Short exercise:
Give every entry again, word for word and in full.

Data supplied:
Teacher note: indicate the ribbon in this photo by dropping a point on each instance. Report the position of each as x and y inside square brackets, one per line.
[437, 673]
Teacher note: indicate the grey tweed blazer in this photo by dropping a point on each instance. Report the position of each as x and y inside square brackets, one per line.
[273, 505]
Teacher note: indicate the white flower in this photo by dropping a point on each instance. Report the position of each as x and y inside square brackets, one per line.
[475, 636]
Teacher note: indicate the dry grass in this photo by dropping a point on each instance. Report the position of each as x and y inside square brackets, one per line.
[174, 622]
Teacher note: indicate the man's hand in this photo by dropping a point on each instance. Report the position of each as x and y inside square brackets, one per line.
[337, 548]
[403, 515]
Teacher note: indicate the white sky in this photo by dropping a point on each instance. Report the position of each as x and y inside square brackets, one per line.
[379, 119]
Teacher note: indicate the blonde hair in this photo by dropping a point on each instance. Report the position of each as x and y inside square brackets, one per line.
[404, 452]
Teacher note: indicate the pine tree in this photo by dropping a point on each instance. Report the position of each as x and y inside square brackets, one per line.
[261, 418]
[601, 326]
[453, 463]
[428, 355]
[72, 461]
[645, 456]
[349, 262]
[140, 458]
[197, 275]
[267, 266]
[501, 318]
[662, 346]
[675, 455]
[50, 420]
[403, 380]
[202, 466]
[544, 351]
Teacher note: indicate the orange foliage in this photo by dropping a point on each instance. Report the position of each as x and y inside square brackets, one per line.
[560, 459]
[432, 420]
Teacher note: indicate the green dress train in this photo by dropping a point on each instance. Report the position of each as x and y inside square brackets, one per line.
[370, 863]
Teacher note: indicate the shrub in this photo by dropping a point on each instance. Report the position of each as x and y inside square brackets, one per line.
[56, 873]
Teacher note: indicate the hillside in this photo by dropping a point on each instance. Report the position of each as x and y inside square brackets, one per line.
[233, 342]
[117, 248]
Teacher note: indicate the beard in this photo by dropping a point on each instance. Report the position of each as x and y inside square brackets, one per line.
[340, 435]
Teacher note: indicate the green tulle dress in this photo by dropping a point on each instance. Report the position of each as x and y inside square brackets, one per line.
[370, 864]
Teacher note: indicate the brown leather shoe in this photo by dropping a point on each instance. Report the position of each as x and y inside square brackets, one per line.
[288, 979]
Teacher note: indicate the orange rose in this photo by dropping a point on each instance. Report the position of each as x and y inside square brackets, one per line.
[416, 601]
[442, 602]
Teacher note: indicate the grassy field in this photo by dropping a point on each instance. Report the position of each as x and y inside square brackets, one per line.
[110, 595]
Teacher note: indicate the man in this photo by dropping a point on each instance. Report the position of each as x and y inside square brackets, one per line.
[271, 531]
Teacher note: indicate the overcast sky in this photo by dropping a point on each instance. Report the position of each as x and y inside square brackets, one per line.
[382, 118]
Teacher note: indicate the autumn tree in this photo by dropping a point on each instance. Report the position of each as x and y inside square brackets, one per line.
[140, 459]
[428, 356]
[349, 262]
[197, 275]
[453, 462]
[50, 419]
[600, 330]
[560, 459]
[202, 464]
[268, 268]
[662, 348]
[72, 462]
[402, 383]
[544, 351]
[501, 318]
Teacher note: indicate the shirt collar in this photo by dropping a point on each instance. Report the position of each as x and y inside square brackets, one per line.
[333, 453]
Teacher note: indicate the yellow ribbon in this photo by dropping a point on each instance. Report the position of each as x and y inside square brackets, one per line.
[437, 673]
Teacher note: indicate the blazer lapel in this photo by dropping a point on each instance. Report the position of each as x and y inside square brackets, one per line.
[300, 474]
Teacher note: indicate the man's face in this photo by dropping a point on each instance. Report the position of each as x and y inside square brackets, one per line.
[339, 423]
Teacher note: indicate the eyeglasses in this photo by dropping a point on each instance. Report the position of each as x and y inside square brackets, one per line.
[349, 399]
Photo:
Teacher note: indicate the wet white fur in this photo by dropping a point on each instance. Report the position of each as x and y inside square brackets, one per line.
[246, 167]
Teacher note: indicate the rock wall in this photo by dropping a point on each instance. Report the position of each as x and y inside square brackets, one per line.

Solution below:
Teacher note: indicate the ribbon in this photo by dropping a point on each instance. Report the position of each as x and y inside square brackets, one per line.
[437, 673]
Teacher note: indicate the grey tweed blazer in this photo by dropping a point on each instance. Report the position of each as x and y inside square brackets, one per line.
[273, 505]
Teacher note: indicate the white flower in this photo by dropping a point on each instance. Report the position of each as x and y inside square brackets, one per line.
[475, 636]
Teacher note: indicate the dry grass in this photo by dropping a point on each instance. Report the position of each as x and y inside square brackets, one per line.
[174, 622]
Teacher note: indicate the man's hand in this photo by dropping a point on each instance. Report the position of each as x and y inside square brackets, one per line.
[337, 548]
[403, 515]
Teacher note: indicate the white sky in this photo by dropping a point on each instance. Report the position of each as x and y inside square brackets, one per line.
[379, 119]
Teacher note: indicate the blonde hair in this photo by dropping a point on each instance. Report the position of each as x and y inside square brackets, one per line.
[404, 452]
Teacher note: indicate the pine tree in this photo by dropping a point on each instance. Report the position of each as x and y inside square brackets, one per line.
[261, 418]
[601, 326]
[453, 463]
[428, 355]
[72, 461]
[645, 456]
[349, 262]
[140, 458]
[197, 275]
[267, 266]
[501, 318]
[662, 346]
[675, 455]
[50, 420]
[403, 380]
[202, 466]
[544, 351]
Teacher note: indicate the orange foliage in this photo by dropping a point on each instance. Report the position of each as x and y inside square brackets, one per line.
[560, 459]
[432, 420]
Teacher note: indicate the green dress train in this photo by dropping a point on each instance. Report the position of each as x and y inside square brackets, one per line.
[370, 863]
Teacher note: indicate the shrub in this photo by dropping a point on each instance. Report the position of each as x and y inside square brackets, one per line.
[56, 873]
Teacher note: indicate the hillside in this photo by dropping a point on each instance. Report the position of each as x and y inside square brackets, one per line.
[233, 342]
[117, 248]
Teacher note: indicate the beard in this photo by dropping a point on each instance. Report the position of each as x and y inside square brackets, one per line.
[340, 435]
Teacher note: indicate the green tulle dress in this photo by dropping a point on each instance. Report the position of each as x and y inside square brackets, one per line.
[370, 864]
Teacher note: indicate the brown leather shoe in this photo by dropping a point on each instance. Report the position of each as x and y inside square brackets, one per line.
[288, 979]
Teacher note: indicate the orange rose in this photo by dropping a point on each instance. Report the position of each as x and y inside square brackets, one per line.
[416, 601]
[442, 602]
Teacher note: indicate the grassy field in this photo by dropping a point on each instance. Report the position of each as x and y inside square brackets, one per line.
[110, 595]
Teacher note: indicate the man in this photo by dropping a point on each instance. Report the position of each as x and y inside square brackets, one per line.
[271, 531]
Teacher note: indicate the overcast sky in this photo by dropping a point on each instance. Report the position of each as x and y inside square brackets, one per line.
[382, 118]
Teacher note: indicate the autumn tree in this photo by dropping a point on each instance. Report the position of each as x and y inside square brackets, one per line.
[140, 459]
[428, 356]
[349, 262]
[197, 275]
[453, 462]
[50, 419]
[600, 330]
[560, 459]
[202, 464]
[268, 268]
[662, 348]
[72, 462]
[402, 383]
[544, 351]
[501, 318]
Teacher note: indicate the shirt collar in this photo by dropping a point on each instance. Report the position of each as x and y inside square brackets, one per line.
[333, 453]
Teacher note: indicate the yellow ribbon in this photo by dropping a point on each instance. Report the position of each as x and y inside square brackets, one per line.
[437, 673]
Teacher note: indicate the blazer lapel in this photo by dropping a point on each instance. Report the position of each as x and y inside square brackets, one per line.
[300, 474]
Teacher note: indicate the man's face in this photo by dropping a point on each instance. Report the position of each as x and y inside square brackets, one per line.
[339, 423]
Teacher note: indicate the eyeglasses in this photo by dropping a point on each instance. Report the position of each as x and y inside square brackets, one per line.
[349, 399]
Photo:
Teacher note: indicate the wet white fur in this photo by dropping a point on each instance. Report the position of each as x and y inside square brackets, one per line.
[246, 167]
Teacher note: indicate the rock wall in this photo by dropping a point on each instance. Report the position of each as x and y inside square brackets, one per line.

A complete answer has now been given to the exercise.